● **Dataset excerpts**:

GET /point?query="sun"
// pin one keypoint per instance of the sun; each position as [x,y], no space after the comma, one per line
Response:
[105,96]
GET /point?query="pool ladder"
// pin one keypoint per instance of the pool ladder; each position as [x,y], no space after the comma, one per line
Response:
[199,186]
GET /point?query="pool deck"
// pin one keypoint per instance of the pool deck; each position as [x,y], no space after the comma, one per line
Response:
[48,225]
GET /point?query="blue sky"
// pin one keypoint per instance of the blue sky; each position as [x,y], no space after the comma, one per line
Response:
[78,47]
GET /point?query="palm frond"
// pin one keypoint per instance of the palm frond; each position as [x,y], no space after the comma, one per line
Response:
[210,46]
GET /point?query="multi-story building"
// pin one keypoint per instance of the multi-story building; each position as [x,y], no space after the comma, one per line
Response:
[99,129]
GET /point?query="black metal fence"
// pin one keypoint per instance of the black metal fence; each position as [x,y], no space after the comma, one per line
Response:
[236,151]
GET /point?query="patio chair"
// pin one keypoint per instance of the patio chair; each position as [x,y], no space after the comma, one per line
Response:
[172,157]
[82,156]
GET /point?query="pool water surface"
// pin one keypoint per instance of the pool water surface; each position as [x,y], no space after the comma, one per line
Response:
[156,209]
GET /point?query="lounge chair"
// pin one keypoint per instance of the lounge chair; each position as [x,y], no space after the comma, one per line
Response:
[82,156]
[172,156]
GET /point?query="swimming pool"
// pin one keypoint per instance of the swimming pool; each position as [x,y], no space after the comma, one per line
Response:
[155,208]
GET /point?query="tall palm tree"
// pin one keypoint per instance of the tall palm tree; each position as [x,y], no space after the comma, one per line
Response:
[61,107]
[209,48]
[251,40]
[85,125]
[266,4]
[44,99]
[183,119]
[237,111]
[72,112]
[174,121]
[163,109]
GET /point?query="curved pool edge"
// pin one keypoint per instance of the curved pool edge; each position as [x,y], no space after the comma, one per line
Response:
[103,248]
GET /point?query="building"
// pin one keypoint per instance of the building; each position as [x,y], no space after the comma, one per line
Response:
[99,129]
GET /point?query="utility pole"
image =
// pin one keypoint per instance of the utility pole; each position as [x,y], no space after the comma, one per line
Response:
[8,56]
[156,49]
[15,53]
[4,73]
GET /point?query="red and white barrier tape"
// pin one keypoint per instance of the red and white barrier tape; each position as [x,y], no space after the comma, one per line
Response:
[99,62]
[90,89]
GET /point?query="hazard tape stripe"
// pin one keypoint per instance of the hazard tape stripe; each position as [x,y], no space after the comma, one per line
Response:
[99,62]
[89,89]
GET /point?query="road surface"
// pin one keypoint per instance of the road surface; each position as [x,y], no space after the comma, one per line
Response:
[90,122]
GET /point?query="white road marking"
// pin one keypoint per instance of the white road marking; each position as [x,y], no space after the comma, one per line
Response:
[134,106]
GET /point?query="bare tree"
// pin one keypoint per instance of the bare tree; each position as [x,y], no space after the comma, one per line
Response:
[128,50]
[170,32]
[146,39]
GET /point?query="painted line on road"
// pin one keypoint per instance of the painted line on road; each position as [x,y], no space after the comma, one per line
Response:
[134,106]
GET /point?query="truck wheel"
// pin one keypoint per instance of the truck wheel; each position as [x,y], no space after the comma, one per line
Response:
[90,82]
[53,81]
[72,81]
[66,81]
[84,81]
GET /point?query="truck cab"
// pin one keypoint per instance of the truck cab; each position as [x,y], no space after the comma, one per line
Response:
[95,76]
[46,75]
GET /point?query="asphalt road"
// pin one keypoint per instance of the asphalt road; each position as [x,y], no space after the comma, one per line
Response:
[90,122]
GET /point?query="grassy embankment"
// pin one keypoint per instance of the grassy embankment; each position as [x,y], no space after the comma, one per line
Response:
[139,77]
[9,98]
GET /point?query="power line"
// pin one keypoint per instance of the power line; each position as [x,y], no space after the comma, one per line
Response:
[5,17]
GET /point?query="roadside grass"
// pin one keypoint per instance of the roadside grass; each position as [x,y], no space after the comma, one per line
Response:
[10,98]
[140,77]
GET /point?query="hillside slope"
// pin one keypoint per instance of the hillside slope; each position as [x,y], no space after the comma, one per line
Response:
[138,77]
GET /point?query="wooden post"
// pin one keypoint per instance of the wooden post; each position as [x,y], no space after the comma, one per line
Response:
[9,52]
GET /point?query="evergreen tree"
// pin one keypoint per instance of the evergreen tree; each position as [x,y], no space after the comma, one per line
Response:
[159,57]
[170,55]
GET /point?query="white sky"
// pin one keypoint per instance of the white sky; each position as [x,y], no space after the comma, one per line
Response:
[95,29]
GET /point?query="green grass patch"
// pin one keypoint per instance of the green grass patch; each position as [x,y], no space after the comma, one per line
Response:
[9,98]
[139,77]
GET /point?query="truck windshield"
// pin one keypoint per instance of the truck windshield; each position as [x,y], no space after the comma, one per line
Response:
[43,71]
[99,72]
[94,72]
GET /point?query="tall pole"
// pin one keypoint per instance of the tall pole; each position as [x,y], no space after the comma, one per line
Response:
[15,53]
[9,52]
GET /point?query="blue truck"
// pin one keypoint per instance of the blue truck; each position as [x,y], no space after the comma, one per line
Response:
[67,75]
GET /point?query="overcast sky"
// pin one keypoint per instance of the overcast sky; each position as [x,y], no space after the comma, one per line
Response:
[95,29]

---

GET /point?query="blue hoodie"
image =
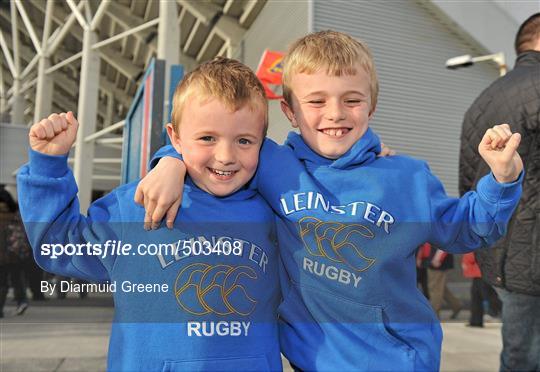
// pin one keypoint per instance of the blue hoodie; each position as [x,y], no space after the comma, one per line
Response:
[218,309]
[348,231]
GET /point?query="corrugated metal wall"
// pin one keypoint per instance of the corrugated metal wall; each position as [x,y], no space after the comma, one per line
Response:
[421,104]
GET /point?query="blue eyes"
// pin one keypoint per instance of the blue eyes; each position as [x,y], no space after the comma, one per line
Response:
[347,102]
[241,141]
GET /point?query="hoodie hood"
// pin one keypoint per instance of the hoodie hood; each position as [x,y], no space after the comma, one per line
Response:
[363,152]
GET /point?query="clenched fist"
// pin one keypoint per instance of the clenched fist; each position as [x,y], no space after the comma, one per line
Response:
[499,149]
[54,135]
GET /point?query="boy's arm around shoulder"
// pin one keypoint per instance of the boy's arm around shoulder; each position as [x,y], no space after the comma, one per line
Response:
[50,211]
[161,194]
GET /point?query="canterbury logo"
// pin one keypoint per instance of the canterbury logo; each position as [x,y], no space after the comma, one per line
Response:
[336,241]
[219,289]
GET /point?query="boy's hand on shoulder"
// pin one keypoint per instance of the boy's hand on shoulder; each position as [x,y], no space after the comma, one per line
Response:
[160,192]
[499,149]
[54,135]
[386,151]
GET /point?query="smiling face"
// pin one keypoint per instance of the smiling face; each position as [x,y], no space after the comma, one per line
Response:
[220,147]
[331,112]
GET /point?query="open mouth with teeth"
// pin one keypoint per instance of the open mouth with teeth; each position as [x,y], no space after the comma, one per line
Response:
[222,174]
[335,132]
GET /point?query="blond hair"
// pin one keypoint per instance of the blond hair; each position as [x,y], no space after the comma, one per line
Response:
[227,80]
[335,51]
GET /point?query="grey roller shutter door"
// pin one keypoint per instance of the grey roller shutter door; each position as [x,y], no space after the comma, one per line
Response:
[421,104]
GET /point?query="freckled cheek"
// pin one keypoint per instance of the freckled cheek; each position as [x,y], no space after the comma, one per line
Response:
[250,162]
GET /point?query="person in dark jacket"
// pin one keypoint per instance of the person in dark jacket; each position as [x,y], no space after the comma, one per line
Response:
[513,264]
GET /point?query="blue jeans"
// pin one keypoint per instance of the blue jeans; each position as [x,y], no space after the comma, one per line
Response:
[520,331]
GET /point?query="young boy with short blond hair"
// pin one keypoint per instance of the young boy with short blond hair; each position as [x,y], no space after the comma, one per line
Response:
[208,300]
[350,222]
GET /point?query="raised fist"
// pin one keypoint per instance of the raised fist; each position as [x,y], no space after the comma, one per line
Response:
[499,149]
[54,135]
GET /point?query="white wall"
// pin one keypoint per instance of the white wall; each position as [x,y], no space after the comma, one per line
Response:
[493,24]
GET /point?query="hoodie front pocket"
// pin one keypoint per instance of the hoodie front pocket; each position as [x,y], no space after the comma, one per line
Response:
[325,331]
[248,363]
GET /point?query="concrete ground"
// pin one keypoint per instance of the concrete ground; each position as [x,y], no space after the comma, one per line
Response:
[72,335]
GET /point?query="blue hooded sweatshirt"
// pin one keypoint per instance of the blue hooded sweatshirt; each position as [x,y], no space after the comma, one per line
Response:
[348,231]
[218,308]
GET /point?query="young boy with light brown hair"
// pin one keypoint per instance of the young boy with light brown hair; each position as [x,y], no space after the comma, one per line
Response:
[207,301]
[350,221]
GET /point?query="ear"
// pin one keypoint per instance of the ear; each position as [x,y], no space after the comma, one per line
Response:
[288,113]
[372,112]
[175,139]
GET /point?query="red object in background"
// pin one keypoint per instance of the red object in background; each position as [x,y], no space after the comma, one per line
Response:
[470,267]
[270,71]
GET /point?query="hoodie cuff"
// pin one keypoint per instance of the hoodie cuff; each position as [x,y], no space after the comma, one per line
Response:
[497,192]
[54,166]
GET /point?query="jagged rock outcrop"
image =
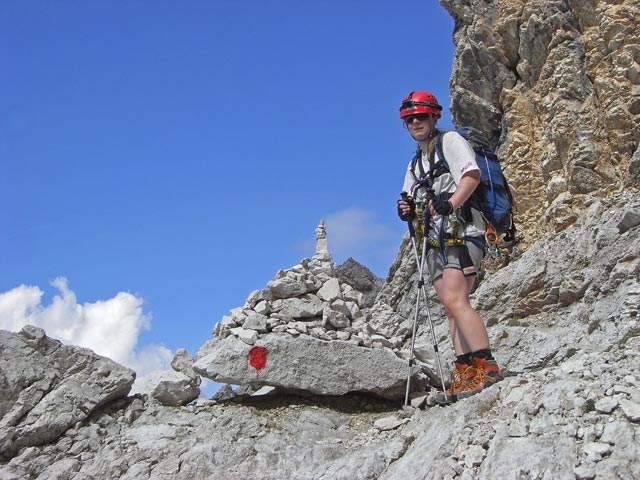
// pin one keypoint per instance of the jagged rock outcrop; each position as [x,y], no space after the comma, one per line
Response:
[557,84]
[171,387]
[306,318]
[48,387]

==

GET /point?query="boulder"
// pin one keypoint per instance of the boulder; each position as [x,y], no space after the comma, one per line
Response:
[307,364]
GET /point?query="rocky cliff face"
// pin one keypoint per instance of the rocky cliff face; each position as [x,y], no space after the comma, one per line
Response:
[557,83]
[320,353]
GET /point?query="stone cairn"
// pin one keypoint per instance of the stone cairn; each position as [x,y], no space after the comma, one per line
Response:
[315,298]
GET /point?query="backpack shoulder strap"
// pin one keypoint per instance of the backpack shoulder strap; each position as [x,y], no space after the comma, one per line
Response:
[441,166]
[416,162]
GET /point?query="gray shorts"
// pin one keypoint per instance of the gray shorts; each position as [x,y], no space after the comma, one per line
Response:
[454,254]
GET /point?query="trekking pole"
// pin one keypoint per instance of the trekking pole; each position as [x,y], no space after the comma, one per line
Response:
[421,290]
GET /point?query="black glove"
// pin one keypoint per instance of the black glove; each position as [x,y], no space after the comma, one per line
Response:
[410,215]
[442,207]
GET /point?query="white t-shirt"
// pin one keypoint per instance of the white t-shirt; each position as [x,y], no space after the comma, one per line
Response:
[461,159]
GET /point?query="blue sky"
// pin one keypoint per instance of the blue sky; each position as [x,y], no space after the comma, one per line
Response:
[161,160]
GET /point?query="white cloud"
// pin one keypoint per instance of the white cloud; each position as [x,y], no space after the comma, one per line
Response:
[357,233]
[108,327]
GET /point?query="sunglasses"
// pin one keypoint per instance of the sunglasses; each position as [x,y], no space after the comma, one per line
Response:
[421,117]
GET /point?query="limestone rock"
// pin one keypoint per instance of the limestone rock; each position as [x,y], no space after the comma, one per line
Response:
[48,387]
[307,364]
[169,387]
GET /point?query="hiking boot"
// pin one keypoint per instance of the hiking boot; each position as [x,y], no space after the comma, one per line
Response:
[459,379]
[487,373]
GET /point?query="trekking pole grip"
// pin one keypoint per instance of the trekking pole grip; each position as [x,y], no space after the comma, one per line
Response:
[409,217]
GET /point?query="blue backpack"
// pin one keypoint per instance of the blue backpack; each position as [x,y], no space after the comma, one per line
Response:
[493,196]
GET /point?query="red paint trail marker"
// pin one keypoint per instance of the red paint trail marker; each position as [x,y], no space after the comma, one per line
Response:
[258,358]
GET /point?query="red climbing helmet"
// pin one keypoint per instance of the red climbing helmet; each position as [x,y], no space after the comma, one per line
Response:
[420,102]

● **TASK TO CARRY OUT**: The answer should be only the number of lines in the data that contain the string "person".

● **EXERCISE OUTPUT**: 2